*Trecho do texto*.

■ ■ ■ ■

Nos outros dois cenários, as projeções também se baseiam na ideia de que as medidas vão sendo relaxadas, mas aqui, se a taxa diária de mortes atinge a marca de 8 por 1 milhão de habitantes, o país volta a impor medidas de restrição de circulação por seis semanas.
A diferença desses dois cenários está na utilização ou não de máscaras.
Na projeção que o IHME chama de "tendência atual", a população não usa máscaras de forma abrangente. Mesmo assim, como resultado, a estimativa de mortes por covid-19 para toda a região passa a ser 438 mil em 1º de outubro.
No terceiro cenário, em que, além da volta de medidas de distanciamento , o uso de máscara passa a ser generalizado, as mortes cairiam para 389 mil.
"É uma ação que mistura a responsabilidade dos indivíduos, toda vez que saímos para as ruas, com a dos governantes, que são os que estão gerando essas válvulas de escape para reabrir a economia", diz Lozano.
Quais são as projeções para o Brasil?
O modelo matemático da Universidade de Washington aponta três perspectivas para o Brasil.
No cenário "pessimista", em que a flexibilização do distanciamento social segue em frente mesmo quando a situação se agrava, o país atingiria a marca de 4,5 mil mortes por dia em 7 de setembro. Em comparação, o Brasil registra em 7 de julho uma média de quase mil mortes por dia.
No cenário considerado como "tendência atual", o país estaria em torno do patamar de 900 mortes por dia. E caso haja uma adoção abrangente de máscaras pela população, haveria cerca de 760 mortes por dia.
Em números absolutos, o modelo prevê 340 mil mortes no pior cenário, 166 mil na perspectiva de abre e fecha e 147 mil com uso abrangente de máscaras.
A Universidade de Washington também estima que, por causa da subnotificação, o número de casos novos diários de covid-19 é seis vezes maior que o oficial. Ou seja, segundo o modelo, 250 mil pessoas contraem atualmente o vírus no país por dia. Em comparação, os dados oficiais indicam uma média de 40 mil casos por dia.
Daqui a um mês, seriam 900 mil no pior cenário, cerca de 110 mil na tendência atual e quase 100 mil com uso abrangente de máscara.

■ ■ ■ ■

*Objetivo da tarefa*. Liste todas as datas específicas (dia e mês) citadas no trecho sobre as projeções da covid-19.

Dados de localização com um ponto por instância

■ ■ ■ ■

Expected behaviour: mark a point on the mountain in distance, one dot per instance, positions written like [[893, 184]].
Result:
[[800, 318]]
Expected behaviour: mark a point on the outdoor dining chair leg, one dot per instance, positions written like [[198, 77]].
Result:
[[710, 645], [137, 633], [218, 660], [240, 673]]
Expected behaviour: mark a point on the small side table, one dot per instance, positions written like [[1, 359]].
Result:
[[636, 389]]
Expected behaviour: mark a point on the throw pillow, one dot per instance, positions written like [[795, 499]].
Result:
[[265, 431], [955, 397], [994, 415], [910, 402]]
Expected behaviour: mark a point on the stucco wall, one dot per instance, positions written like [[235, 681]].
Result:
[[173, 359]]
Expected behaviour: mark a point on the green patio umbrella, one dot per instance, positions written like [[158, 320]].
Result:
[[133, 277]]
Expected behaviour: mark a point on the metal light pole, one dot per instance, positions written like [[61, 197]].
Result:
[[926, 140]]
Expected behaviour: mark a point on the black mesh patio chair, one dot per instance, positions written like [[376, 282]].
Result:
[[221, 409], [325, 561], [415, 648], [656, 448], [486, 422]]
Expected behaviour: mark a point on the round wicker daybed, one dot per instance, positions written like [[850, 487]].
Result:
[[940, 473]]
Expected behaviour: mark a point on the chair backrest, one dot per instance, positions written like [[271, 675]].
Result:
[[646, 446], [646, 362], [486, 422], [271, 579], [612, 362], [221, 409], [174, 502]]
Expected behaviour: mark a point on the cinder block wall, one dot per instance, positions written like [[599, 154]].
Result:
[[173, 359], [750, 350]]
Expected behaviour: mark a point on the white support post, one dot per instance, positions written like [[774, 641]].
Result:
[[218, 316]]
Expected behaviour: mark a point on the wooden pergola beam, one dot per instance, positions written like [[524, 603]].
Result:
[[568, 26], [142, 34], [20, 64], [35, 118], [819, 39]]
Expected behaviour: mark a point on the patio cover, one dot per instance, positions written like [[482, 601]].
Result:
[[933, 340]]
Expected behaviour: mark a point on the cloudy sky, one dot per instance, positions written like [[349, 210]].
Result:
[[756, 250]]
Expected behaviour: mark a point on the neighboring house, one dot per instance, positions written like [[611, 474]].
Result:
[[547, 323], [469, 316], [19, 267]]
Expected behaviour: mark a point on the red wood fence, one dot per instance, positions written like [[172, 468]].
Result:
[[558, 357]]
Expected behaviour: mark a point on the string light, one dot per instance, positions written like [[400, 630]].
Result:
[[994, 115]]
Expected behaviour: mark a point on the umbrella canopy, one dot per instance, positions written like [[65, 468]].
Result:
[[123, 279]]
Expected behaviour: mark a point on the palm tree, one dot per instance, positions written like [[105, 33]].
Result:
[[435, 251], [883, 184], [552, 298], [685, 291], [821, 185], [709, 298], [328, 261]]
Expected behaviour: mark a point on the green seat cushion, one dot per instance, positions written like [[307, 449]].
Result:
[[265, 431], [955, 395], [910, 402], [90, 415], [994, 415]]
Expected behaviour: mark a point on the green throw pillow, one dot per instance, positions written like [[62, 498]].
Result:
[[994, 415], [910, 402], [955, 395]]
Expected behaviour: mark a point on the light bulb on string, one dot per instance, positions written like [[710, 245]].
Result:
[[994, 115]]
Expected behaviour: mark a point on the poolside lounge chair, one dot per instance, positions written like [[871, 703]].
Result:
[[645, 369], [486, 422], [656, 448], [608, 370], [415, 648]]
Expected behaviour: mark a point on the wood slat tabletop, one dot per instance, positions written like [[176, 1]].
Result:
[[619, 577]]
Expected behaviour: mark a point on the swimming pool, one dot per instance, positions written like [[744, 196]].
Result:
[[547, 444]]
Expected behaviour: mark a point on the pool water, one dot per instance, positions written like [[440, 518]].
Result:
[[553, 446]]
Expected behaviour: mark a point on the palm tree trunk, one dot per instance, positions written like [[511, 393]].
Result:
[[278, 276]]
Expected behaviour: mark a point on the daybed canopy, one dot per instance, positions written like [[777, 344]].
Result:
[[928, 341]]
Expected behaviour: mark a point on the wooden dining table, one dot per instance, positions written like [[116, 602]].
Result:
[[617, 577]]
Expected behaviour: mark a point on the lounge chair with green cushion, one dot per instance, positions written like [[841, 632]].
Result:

■ ■ ■ ■

*Resposta à tarefa*. 1º de outubro; 7 de setembro; 7 de julho